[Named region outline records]
-- begin --

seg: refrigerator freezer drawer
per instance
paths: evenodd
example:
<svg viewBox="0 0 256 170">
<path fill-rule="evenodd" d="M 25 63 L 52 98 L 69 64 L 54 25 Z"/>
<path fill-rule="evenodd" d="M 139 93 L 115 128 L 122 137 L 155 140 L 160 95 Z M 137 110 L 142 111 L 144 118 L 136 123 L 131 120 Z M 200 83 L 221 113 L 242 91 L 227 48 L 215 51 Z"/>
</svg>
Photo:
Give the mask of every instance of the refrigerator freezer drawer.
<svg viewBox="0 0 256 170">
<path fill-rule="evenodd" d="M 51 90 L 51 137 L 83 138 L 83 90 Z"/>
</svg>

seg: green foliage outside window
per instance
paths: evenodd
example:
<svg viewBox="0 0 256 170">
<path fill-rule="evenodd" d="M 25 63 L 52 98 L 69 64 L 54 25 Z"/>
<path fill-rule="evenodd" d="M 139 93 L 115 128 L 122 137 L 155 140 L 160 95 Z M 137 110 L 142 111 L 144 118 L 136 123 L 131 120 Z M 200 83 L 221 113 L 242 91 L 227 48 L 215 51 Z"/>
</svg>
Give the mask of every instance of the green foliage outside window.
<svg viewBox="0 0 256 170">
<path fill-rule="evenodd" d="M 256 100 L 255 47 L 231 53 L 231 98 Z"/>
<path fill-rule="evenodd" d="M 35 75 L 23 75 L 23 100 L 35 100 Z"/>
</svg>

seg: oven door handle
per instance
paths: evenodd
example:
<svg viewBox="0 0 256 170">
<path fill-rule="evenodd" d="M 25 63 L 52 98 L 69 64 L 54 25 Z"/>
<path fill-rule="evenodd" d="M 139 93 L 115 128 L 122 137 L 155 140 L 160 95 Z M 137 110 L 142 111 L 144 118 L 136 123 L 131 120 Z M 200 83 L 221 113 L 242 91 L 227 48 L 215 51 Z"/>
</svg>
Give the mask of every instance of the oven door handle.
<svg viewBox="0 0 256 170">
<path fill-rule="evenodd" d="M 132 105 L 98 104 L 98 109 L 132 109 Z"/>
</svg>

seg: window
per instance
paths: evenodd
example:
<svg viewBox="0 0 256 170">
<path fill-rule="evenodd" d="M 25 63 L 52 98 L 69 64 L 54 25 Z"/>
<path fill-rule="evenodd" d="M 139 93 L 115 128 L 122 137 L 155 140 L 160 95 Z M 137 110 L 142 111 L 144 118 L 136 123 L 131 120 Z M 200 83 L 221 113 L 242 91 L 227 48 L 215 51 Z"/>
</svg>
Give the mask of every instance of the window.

-- end --

_WORK TO BE COMPLETED_. Reproduce all of the records above, swapping "Give the mask" for "Return the mask" at every occurrence and keeping everything else the same.

_CORRECT OUTPUT_.
seg: refrigerator freezer drawer
per instance
paths: evenodd
example:
<svg viewBox="0 0 256 170">
<path fill-rule="evenodd" d="M 25 63 L 52 98 L 69 64 L 54 25 Z"/>
<path fill-rule="evenodd" d="M 139 93 L 115 128 L 122 137 L 155 140 L 160 95 Z M 137 110 L 142 111 L 144 118 L 136 123 L 131 120 Z M 200 83 L 221 113 L 242 91 L 227 48 L 215 51 Z"/>
</svg>
Photo:
Return the mask of every instance of the refrigerator freezer drawer.
<svg viewBox="0 0 256 170">
<path fill-rule="evenodd" d="M 51 90 L 51 137 L 83 138 L 83 90 Z"/>
</svg>

seg: green foliage outside window
per instance
paths: evenodd
example:
<svg viewBox="0 0 256 170">
<path fill-rule="evenodd" d="M 25 63 L 52 98 L 69 64 L 54 25 Z"/>
<path fill-rule="evenodd" d="M 139 93 L 115 128 L 122 137 L 155 140 L 160 95 Z M 137 110 L 142 111 L 144 118 L 136 123 L 131 120 Z M 200 83 L 221 113 L 242 91 L 227 48 L 215 51 Z"/>
</svg>
Return the mask of every instance of the green foliage outside window.
<svg viewBox="0 0 256 170">
<path fill-rule="evenodd" d="M 256 100 L 255 47 L 231 53 L 231 98 Z"/>
<path fill-rule="evenodd" d="M 35 75 L 23 75 L 23 100 L 35 100 Z"/>
</svg>

seg: oven door handle
per instance
paths: evenodd
example:
<svg viewBox="0 0 256 170">
<path fill-rule="evenodd" d="M 25 63 L 52 98 L 69 64 L 54 25 Z"/>
<path fill-rule="evenodd" d="M 139 93 L 115 128 L 122 137 L 155 140 L 160 95 Z M 137 110 L 142 111 L 144 118 L 136 123 L 131 120 Z M 200 83 L 221 113 L 242 91 L 227 48 L 215 51 Z"/>
</svg>
Return the mask of every instance of the oven door handle.
<svg viewBox="0 0 256 170">
<path fill-rule="evenodd" d="M 132 105 L 98 104 L 98 109 L 132 109 Z"/>
</svg>

seg: window
per instance
paths: evenodd
example:
<svg viewBox="0 0 256 170">
<path fill-rule="evenodd" d="M 25 63 L 52 98 L 69 64 L 54 25 Z"/>
<path fill-rule="evenodd" d="M 139 93 L 115 128 L 122 137 L 155 140 L 160 95 Z M 137 110 L 142 111 L 144 118 L 136 123 L 131 120 Z M 200 83 L 221 113 L 242 91 L 227 48 L 215 51 Z"/>
</svg>
Return the mask of every instance of the window.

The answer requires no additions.